Excerpts of location labeling data:
[Begin]

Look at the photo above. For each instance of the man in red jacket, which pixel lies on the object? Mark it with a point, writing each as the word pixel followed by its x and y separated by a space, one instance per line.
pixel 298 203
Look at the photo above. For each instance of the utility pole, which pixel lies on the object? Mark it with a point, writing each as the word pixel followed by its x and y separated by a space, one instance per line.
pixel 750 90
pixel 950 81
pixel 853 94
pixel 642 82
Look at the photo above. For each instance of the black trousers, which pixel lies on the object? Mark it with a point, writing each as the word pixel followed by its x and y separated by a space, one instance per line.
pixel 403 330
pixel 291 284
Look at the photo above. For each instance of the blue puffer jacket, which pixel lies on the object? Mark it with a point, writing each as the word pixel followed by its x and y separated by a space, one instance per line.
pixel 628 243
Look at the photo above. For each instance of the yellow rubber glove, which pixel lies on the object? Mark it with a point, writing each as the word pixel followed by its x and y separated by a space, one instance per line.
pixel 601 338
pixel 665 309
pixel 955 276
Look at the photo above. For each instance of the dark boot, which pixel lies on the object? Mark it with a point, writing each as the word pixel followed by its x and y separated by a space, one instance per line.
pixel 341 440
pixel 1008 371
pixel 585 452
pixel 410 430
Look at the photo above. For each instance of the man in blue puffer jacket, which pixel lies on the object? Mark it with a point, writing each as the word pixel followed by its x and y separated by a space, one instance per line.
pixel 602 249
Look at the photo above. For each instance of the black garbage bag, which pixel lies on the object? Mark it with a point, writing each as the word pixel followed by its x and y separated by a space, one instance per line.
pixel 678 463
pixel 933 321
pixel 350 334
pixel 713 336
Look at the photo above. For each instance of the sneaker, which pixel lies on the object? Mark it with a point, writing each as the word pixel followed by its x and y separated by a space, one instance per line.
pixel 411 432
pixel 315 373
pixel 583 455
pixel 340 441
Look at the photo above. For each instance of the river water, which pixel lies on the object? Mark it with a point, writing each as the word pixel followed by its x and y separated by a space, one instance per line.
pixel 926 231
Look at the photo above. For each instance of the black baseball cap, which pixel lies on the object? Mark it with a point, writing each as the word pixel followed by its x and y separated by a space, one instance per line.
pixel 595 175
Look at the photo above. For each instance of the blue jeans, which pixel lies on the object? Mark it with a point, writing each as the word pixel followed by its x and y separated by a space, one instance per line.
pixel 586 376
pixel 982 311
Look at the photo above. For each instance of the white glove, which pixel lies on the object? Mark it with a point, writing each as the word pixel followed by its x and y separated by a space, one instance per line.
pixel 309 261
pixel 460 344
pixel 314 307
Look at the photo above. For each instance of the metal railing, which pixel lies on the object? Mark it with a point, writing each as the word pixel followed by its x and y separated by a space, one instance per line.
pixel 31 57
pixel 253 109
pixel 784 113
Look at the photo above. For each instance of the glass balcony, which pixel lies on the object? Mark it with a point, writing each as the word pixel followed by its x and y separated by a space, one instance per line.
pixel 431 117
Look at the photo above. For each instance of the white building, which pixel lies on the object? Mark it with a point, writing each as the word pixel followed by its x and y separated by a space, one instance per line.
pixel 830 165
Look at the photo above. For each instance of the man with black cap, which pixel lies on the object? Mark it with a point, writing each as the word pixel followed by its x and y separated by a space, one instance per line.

[End]

Given task: Can you write out every entry again, switching "Mark it with a point" to "Indicate it with a point" and leaving everything else unchanged?

Answer:
Look at the photo above. For each instance of the man in red jacket, which pixel lies on the object? Indicate it with a point, writing each as the word pixel followed by its x and y separated by a space, one instance per line.
pixel 298 203
Look at the photo above. For each instance of the utility pole, which pixel lies on the object? Indicate it with a point, writing each as the word pixel followed by its x and y separated by a space, one instance per line.
pixel 750 90
pixel 950 81
pixel 853 94
pixel 642 82
Look at the photo above. For each instance of the black trousers, which pixel lies on the object? Indicate it with a point, writing each as the word pixel followed by its x and y separated by a space, one instance per line.
pixel 403 330
pixel 291 284
Look at the photo above. For each instance of the blue puffer jacket, which pixel lies on the object? Indicate it with a point, writing each as the word pixel followed by its x and y separated by a space, one instance per line.
pixel 628 243
Look at the photo above. For each instance of the yellow rubber glove, which pixel lies on the object? Indicate it with a point, writing each as the word pixel followed by its x and y separated by a space, one instance per line.
pixel 601 338
pixel 665 309
pixel 955 276
Look at the photo above. For each instance of the dark boot, which pixel lies on the object? Indicate it with a point, writing each as the word pixel followed by its x and y separated by a space, one instance per line.
pixel 341 440
pixel 1008 371
pixel 585 452
pixel 410 430
Look at the photo above. For each instance of the man in blue puffer jacket, which pixel lies on the object? Indicate it with a point, writing each as the word pixel followed by its x and y separated by a space, one instance per line.
pixel 602 249
Look at the photo above. For each instance of the black garbage bag, which pixel lies on the object? Indicate it with a point, writing each as the word pixel followed by its x and y separated by a space, one instance per line.
pixel 678 463
pixel 933 321
pixel 350 334
pixel 713 336
Look at the photo above. For each instance of the sneaker, which pixel lies on the object? Indicate it with a point, writing each as the word pixel followed by its x and y separated by a space, one instance per line.
pixel 411 432
pixel 315 373
pixel 583 455
pixel 340 441
Look at the photo above. For each instance of the river water, which pixel lies on the object? Indicate it with a point, writing each as the word pixel followed by its x and y separated by a space, one instance per line.
pixel 926 231
Look at the photo above. For each instance of the black baseball cap, which pixel lies on the object? Indicate it with a point, writing each as the word pixel followed by its x and y separated by a space, one instance per line.
pixel 595 175
Look at the photo above. For each instance of the blue jeans, which pixel lies on the object? Indicate it with a point, writing each as the word pixel followed by its x and y separated by a space, one instance per line.
pixel 586 376
pixel 982 311
Look at the photo above. For each instance of the white glove, which pixel lies on the object? Indicate it with a point, writing each as the word pixel followed by its x and y separated by a space, one instance per line.
pixel 309 261
pixel 460 344
pixel 314 307
Look at the photo above. For each instance of the metal railing, which pixel lies on the object? Indicate it with a point, writing each as the word pixel followed by its x and y separated by a space, one instance per line.
pixel 31 57
pixel 253 109
pixel 784 113
Look at the photo above. For each instance of the glass balcony, which pixel lies on the object? Indicate it with a point, writing each as the word pixel followed by its x and y separated by a space, one instance per line.
pixel 431 117
Look at the photo above. For each instance of the white building, which pixel lies on the object? Indicate it with a point, writing each as the word pixel followed by its x and y separated by a space, one instance per line.
pixel 830 165
Look at the photo above. For each instance of the man with black cap, which pixel lies on the object? Indicate it with a point, writing each as the word pixel followed by its x and y separated by a space, one instance per line.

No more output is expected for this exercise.